== Page ==
- NN
- Coordinates: 52°17′46″N 0°50′13″W﻿ / ﻿52.296°N 0.837°W
- Country: United Kingdom
- Postcode area: NN
- Postcode area name: Northampton
- Post towns: 8
- Postcode districts: 20
- Postcode sectors: 101
- Postcodes (live): 16,265
- Postcodes (total): 24,901

= NN postcode area =

Postcode area within the United Kingdom

The NN postcode area, also known as the Northampton postcode area, is a group of nineteen postcode districts in England, within eight post towns. These cover most of Northamptonshire (including Northampton, Kettering, Wellingborough, Corby, Brackley, Daventry, Rushden and Towcester), plus very small parts of Bedfordshire, Buckinghamshire, Leicestershire, Oxfordshire and Warwickshire.

== Instructions ==
A – According to the postcode page, what is the other name for the NN postcode area?
B – Reproduce the part of the postcode page that begins at the words "The NN postcode" and stops after "Oxfordshire and Warwickshire.".
The material after the postcode page has no connection to it.

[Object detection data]
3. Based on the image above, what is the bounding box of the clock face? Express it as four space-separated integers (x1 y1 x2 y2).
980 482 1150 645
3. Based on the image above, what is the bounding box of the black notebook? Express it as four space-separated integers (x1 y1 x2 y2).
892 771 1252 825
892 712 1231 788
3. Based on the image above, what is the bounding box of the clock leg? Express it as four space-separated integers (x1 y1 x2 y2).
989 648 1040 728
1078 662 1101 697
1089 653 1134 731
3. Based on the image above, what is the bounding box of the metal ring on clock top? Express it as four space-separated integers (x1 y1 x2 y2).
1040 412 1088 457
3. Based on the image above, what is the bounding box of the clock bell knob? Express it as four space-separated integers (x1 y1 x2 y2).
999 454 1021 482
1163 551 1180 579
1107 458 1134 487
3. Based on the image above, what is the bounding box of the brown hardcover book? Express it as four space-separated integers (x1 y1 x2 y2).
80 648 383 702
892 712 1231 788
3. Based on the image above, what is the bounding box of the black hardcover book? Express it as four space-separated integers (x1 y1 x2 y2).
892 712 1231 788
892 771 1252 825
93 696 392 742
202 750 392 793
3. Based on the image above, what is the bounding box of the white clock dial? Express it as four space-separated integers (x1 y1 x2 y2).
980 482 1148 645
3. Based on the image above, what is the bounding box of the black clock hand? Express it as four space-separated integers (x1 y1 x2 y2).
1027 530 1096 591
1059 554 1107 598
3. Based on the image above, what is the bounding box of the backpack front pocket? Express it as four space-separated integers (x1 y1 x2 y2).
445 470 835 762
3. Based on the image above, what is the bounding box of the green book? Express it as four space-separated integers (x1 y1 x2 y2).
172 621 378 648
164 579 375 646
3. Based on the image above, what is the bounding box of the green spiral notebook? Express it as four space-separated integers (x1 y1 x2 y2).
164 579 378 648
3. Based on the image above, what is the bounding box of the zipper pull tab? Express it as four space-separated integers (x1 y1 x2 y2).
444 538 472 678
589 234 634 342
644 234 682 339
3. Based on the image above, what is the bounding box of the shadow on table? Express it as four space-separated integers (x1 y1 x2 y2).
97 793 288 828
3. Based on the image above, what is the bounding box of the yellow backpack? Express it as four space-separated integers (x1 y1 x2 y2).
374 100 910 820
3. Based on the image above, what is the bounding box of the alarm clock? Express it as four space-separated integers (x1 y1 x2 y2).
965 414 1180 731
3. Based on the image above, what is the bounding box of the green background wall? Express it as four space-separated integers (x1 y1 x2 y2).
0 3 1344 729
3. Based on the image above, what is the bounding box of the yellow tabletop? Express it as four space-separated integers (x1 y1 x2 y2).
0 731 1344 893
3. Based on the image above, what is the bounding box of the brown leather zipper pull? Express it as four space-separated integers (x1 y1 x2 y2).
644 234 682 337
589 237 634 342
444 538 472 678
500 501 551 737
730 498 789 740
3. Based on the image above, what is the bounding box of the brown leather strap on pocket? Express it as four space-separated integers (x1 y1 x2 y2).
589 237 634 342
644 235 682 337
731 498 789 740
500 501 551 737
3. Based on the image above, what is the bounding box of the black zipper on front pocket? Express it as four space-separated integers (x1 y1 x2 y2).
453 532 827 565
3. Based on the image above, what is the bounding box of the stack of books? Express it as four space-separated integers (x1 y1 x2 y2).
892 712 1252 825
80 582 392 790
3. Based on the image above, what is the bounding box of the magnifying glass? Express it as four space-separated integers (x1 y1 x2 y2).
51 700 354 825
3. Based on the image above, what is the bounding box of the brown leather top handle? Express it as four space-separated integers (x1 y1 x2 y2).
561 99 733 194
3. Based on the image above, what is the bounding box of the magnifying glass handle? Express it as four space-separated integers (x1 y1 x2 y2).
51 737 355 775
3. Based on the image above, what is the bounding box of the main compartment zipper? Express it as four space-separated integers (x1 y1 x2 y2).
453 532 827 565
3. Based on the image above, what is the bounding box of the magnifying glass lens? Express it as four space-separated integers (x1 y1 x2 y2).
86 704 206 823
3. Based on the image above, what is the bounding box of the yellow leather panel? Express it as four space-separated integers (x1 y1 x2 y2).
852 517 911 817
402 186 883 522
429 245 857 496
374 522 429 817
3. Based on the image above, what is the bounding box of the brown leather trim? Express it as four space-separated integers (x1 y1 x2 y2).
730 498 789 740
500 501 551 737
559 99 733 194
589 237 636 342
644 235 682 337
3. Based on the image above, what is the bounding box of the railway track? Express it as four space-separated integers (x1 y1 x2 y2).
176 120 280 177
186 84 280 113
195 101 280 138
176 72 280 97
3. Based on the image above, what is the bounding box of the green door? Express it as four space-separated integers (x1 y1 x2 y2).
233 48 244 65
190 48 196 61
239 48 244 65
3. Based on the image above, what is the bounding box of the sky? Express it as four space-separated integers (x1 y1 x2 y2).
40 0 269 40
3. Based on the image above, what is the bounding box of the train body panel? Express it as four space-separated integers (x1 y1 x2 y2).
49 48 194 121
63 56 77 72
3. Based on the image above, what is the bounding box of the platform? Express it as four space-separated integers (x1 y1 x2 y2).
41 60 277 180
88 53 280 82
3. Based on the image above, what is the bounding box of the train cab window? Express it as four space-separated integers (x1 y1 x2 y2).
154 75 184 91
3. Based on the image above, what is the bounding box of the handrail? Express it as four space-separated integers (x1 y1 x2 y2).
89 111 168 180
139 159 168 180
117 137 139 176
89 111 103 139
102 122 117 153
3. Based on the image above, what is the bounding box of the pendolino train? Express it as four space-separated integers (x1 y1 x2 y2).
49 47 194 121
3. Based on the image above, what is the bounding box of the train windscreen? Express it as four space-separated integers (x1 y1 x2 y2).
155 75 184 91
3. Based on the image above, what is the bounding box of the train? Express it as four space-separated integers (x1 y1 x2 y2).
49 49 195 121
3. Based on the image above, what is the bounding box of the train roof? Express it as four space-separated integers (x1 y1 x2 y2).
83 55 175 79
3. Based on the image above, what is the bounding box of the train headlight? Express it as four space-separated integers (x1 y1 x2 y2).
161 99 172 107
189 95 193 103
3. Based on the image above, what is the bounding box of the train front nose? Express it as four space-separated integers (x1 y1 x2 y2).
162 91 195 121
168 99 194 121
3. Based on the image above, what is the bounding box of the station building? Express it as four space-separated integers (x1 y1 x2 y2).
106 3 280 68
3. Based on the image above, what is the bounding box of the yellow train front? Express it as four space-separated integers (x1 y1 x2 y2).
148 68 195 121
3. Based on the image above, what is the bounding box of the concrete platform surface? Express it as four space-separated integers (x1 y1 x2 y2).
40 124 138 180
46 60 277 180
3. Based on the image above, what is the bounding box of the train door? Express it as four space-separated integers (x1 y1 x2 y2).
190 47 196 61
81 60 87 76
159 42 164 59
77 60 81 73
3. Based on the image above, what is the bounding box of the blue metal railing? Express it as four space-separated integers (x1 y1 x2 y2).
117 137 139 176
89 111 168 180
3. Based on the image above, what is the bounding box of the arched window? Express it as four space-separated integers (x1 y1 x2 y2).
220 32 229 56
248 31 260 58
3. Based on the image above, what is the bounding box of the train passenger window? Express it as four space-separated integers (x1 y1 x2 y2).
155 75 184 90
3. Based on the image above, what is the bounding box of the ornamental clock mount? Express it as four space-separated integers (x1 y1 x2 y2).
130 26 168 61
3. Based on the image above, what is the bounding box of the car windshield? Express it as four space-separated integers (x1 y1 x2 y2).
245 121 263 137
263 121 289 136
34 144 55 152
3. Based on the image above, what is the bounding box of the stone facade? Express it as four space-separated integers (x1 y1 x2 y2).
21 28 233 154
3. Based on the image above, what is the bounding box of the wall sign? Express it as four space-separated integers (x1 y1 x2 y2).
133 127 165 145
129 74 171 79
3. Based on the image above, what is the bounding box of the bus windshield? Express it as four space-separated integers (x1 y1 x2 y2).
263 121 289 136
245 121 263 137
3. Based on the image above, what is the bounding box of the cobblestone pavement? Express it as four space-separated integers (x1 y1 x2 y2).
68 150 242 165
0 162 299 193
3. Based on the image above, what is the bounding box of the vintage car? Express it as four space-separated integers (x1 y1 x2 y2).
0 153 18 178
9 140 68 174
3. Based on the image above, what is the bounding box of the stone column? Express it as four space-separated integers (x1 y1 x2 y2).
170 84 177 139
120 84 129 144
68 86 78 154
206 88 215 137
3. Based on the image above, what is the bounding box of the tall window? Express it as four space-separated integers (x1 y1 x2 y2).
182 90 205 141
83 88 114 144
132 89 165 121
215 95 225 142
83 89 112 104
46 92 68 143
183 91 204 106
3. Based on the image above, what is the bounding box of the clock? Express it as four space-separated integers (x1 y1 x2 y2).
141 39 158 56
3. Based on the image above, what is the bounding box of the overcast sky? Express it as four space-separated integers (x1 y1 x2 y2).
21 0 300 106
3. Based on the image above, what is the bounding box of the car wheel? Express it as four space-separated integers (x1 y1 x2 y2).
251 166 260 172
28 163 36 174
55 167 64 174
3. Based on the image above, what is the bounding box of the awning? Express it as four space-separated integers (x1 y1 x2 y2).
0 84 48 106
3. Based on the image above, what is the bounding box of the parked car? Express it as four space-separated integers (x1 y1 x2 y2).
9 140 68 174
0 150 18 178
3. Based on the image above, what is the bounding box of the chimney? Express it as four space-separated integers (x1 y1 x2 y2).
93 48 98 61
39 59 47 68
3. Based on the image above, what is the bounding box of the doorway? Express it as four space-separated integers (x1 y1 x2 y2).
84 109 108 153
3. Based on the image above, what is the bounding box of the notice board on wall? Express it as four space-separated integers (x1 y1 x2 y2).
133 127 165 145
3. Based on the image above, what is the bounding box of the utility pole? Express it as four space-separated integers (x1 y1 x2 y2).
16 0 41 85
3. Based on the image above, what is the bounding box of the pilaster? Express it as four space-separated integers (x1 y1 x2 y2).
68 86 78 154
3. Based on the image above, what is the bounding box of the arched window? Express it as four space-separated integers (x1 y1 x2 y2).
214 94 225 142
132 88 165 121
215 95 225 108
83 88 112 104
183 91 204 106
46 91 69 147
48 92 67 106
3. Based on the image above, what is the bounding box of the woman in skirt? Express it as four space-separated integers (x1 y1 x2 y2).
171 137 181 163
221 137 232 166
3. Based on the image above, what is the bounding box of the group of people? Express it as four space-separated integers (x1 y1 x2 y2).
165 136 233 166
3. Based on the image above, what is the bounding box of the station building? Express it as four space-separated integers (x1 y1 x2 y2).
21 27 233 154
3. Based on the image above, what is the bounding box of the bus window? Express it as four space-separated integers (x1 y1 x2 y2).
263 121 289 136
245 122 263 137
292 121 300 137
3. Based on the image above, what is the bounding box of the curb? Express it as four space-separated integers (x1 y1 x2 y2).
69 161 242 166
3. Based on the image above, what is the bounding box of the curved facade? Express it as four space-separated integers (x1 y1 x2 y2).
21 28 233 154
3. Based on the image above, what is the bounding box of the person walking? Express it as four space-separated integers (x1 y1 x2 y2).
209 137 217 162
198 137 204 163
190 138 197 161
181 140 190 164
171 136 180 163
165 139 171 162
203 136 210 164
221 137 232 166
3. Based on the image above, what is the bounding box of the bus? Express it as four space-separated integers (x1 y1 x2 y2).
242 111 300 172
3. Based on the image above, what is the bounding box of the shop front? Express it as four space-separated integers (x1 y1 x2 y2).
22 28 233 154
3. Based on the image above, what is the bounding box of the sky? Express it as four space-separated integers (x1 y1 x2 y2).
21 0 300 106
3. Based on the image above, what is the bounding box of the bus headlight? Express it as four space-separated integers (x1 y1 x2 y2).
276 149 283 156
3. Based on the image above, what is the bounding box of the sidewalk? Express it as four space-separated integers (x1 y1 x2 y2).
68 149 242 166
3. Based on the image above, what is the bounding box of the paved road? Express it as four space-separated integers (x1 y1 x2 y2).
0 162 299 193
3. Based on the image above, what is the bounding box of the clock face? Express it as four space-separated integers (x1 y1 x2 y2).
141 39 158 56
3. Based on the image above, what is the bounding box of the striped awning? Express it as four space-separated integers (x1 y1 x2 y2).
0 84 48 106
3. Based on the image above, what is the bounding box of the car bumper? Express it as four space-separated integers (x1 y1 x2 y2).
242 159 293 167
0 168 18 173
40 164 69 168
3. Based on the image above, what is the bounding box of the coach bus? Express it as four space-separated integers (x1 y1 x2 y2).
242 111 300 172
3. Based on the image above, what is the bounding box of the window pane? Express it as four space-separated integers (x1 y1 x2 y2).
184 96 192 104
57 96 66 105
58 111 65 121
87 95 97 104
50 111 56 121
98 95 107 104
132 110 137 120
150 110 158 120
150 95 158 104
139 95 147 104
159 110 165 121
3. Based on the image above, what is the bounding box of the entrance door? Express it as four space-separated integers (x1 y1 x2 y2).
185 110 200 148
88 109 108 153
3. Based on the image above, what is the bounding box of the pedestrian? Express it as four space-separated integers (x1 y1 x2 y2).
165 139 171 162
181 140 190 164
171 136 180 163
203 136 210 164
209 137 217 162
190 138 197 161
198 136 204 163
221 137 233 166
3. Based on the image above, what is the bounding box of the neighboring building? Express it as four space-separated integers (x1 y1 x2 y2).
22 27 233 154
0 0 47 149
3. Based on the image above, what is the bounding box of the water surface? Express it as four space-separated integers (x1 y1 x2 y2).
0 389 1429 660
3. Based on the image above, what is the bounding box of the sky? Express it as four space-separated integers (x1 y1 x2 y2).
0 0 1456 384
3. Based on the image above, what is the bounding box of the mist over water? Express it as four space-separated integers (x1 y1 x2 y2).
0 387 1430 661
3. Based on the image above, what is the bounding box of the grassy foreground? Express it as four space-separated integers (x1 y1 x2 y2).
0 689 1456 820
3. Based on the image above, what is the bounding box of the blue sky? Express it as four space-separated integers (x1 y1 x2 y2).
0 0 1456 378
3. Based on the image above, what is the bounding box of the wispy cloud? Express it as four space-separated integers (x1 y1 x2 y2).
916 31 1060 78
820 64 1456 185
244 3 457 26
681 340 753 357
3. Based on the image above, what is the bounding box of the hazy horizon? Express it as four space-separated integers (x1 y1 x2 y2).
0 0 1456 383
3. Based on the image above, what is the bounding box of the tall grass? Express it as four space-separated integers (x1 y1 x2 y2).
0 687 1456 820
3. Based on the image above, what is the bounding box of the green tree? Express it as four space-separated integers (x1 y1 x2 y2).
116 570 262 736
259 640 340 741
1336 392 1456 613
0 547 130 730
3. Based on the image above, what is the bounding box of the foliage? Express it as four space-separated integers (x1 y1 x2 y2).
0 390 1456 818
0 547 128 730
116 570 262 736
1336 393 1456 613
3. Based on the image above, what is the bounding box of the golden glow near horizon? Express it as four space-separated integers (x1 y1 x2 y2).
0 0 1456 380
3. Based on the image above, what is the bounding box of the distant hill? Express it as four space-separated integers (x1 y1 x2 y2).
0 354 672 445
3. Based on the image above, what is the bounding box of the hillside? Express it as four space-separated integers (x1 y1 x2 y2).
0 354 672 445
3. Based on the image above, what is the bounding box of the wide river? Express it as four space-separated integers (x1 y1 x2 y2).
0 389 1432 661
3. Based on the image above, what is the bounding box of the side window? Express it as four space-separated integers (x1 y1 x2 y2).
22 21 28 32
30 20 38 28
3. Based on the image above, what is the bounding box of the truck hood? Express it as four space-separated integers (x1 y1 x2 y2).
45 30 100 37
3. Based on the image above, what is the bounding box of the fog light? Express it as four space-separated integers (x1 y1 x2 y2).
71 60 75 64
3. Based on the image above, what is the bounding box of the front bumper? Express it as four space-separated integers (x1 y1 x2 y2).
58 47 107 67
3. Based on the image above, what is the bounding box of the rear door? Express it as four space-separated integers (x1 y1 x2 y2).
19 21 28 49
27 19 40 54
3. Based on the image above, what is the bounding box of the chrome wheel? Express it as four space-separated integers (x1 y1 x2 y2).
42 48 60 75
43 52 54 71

== List of solutions ==
A – The Northampton postcode area.

B –
The NN postcode area, also known as the Northampton postcode area, is a group of nineteen postcode districts in England, within eight post towns. These cover most of Northamptonshire (including Northampton, Kettering, Wellingborough, Corby, Brackley, Daventry, Rushden and Towcester), plus very small parts of Bedfordshire, Buckinghamshire, Leicestershire, Oxfordshire and Warwickshire.